■ Your instructions
Copy the entries between the lines holding "Draw the outline of every instance of the porch" and "M 192 249 L", inclusive, keeping the requests, and shift every coordinate in the path answers by adding 45.
──────
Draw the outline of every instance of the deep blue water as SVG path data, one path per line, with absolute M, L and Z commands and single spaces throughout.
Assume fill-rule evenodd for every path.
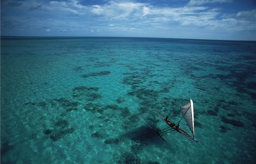
M 1 163 L 256 162 L 256 42 L 2 37 L 0 64 Z M 199 143 L 164 142 L 190 98 Z

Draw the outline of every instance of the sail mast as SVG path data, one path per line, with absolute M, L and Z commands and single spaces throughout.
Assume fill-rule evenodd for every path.
M 190 131 L 193 133 L 193 137 L 194 137 L 195 133 L 194 132 L 194 107 L 193 101 L 191 99 L 190 102 L 180 108 L 183 115 L 181 119 L 184 117 Z

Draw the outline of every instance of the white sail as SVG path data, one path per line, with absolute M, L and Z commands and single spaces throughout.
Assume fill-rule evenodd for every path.
M 181 109 L 186 122 L 194 136 L 195 133 L 194 132 L 194 107 L 193 105 L 193 101 L 190 99 L 189 102 L 181 107 Z

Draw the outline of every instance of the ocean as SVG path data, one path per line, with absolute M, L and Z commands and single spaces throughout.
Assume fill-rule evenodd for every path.
M 255 164 L 256 42 L 1 37 L 1 164 Z M 194 102 L 195 138 L 152 130 Z M 180 128 L 190 135 L 186 122 Z

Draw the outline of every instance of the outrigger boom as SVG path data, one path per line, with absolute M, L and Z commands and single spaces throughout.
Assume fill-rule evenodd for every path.
M 194 112 L 192 100 L 190 99 L 190 102 L 189 103 L 181 107 L 181 109 L 183 115 L 181 120 L 176 124 L 173 123 L 168 119 L 167 117 L 165 118 L 159 114 L 159 117 L 169 127 L 160 130 L 155 130 L 152 128 L 153 130 L 158 136 L 166 142 L 167 142 L 167 141 L 163 137 L 164 135 L 172 132 L 177 132 L 184 135 L 192 141 L 198 143 L 198 141 L 194 138 Z M 193 137 L 179 128 L 180 122 L 183 118 L 185 118 L 187 125 L 193 133 Z

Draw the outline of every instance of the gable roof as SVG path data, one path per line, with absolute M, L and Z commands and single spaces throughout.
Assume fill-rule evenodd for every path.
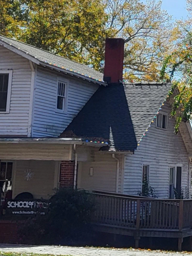
M 61 70 L 70 72 L 76 76 L 81 76 L 86 79 L 89 79 L 89 80 L 92 79 L 95 81 L 103 82 L 103 74 L 84 64 L 2 35 L 0 35 L 0 42 L 1 45 L 6 47 L 3 44 L 5 42 L 20 52 L 38 60 L 44 65 L 48 65 L 53 68 L 60 68 Z
M 100 87 L 61 137 L 110 141 L 110 151 L 133 151 L 166 99 L 171 83 L 110 84 Z

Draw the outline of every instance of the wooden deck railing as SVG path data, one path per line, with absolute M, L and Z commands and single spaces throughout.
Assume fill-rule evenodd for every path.
M 96 223 L 138 229 L 181 230 L 192 227 L 192 200 L 156 199 L 93 191 Z

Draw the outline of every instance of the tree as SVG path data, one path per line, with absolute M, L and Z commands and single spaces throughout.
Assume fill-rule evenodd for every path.
M 106 37 L 125 39 L 129 80 L 158 80 L 171 50 L 171 17 L 147 0 L 0 0 L 1 33 L 102 71 Z
M 22 27 L 16 38 L 99 69 L 107 20 L 100 0 L 20 0 Z
M 125 39 L 125 76 L 129 80 L 157 80 L 161 63 L 170 51 L 171 17 L 161 1 L 107 0 L 108 26 Z
M 190 120 L 192 114 L 192 2 L 187 0 L 187 3 L 189 16 L 186 20 L 179 20 L 174 29 L 178 35 L 175 49 L 165 58 L 160 76 L 163 79 L 169 75 L 173 83 L 170 96 L 174 89 L 178 90 L 171 113 L 171 117 L 176 117 L 175 134 L 181 122 Z
M 13 0 L 0 0 L 0 34 L 12 37 L 20 31 L 17 10 L 18 2 Z

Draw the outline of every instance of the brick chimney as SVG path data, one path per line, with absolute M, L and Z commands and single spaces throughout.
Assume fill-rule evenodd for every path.
M 123 81 L 124 40 L 106 38 L 103 80 L 108 83 Z

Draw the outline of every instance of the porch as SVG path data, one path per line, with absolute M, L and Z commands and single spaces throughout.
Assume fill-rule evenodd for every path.
M 192 249 L 192 200 L 157 199 L 94 191 L 95 231 L 133 237 L 138 248 L 141 237 L 172 238 L 182 249 L 190 237 Z

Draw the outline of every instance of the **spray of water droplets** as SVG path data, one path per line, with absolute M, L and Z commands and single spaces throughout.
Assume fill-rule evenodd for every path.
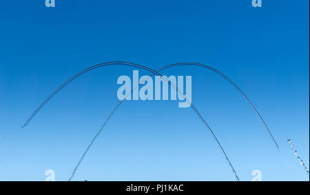
M 304 167 L 304 170 L 307 172 L 307 174 L 308 174 L 308 176 L 309 176 L 309 170 L 307 167 L 306 165 L 302 161 L 302 158 L 300 158 L 300 157 L 299 157 L 298 154 L 297 154 L 297 150 L 295 150 L 294 144 L 293 143 L 293 142 L 290 139 L 288 139 L 287 142 L 291 145 L 291 147 L 293 150 L 293 151 L 294 152 L 294 154 L 296 156 L 297 158 L 300 162 L 300 164 Z

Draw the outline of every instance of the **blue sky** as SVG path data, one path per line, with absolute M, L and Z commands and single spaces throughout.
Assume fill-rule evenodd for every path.
M 309 1 L 6 1 L 0 7 L 0 180 L 68 180 L 117 103 L 117 78 L 132 68 L 90 72 L 65 87 L 25 128 L 59 85 L 98 63 L 154 69 L 198 62 L 245 92 L 279 143 L 222 78 L 201 68 L 192 103 L 223 144 L 242 181 L 309 181 Z M 65 1 L 65 2 L 64 2 Z M 144 70 L 141 75 L 148 74 Z M 190 109 L 176 101 L 127 101 L 109 121 L 74 180 L 234 181 L 223 154 Z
──────
■ Exercise answer
Draw the outline of every instance of the porch as SVG path data, one path per line, with absolute M, L and Z commands and single spaces throughout.
Assume fill-rule evenodd for every path.
M 237 294 L 237 245 L 202 244 L 139 236 L 140 276 L 178 282 L 183 293 L 186 282 L 217 283 L 227 294 L 235 282 Z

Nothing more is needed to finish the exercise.